-- start of DATA EXTRACT --

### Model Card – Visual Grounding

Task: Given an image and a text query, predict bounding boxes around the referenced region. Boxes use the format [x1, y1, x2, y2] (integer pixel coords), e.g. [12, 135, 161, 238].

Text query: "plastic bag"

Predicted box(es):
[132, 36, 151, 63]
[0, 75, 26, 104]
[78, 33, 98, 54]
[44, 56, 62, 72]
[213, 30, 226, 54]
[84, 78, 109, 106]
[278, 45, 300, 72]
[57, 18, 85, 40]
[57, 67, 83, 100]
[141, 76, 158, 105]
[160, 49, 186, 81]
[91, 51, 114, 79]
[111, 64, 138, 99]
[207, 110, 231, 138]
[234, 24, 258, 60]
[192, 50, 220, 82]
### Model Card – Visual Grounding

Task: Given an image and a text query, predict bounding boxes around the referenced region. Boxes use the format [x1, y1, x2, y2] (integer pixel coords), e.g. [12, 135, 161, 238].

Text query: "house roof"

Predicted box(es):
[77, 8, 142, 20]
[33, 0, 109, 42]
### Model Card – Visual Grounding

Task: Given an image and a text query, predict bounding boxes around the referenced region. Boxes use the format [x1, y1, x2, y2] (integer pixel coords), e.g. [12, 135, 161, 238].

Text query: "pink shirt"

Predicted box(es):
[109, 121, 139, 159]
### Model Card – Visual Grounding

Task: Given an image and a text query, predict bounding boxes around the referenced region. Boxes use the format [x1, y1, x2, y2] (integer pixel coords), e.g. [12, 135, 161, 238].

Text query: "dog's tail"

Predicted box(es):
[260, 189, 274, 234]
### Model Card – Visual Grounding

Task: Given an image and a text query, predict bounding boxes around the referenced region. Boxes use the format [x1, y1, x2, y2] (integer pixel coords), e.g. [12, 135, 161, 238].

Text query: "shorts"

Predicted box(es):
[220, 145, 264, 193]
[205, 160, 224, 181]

-- end of DATA EXTRACT --

→ **REQUIRED WORK**: Rewrite every line of the records above as a single numbered list, one line per item, skipping the blank lines.

→ **ANSWER BELOW**:
1. ### Model Card – Visual Grounding
2. Task: Given an image and a text query, predict bounding boxes around the referenced region. Boxes use the format [x1, y1, x2, y2] (integer pixel coords), e.g. [12, 135, 161, 238].
3. Text query: "plastic bag"
4. Predicted box(es):
5. [132, 36, 151, 63]
6. [0, 75, 26, 104]
7. [78, 33, 98, 54]
8. [44, 56, 62, 72]
9. [213, 30, 226, 54]
10. [84, 78, 109, 106]
11. [278, 45, 300, 72]
12. [57, 18, 85, 40]
13. [57, 67, 83, 100]
14. [141, 76, 158, 105]
15. [160, 49, 186, 81]
16. [91, 51, 114, 79]
17. [111, 64, 138, 99]
18. [207, 110, 231, 138]
19. [234, 24, 258, 60]
20. [192, 50, 220, 82]
21. ### Model Card – Visual Grounding
22. Task: Given an image and a text query, predict bounding boxes around the referenced region. Boxes use the format [x1, y1, x2, y2] (integer pixel coords), e.g. [12, 135, 161, 238].
23. Text query: "house roof"
24. Predicted box(es):
25. [77, 8, 142, 20]
26. [33, 0, 109, 42]
27. ### Model Card – Visual Grounding
28. Task: Given an image and a text query, predict bounding boxes around the referenced region. Boxes use the format [x1, y1, x2, y2] (integer pixel coords), e.g. [12, 135, 161, 238].
29. Text query: "pink shirt"
30. Predicted box(es):
31. [109, 121, 139, 159]
32. ### Model Card – Visual Grounding
33. Task: Given an image and a text query, predict bounding boxes around the referenced region. Boxes use the format [x1, y1, x2, y2] (integer pixel coords), e.g. [12, 135, 161, 238].
34. Text query: "dog's tail"
35. Predicted box(es):
36. [260, 189, 274, 234]
37. ### Model Card – Visual Grounding
38. Task: Given an image and a text query, predict bounding boxes around the referenced region. Boxes use the format [x1, y1, x2, y2] (integer pixel coords), e.g. [12, 135, 161, 238].
39. Text query: "shorts"
40. Predicted box(es):
41. [220, 145, 264, 193]
42. [205, 160, 224, 181]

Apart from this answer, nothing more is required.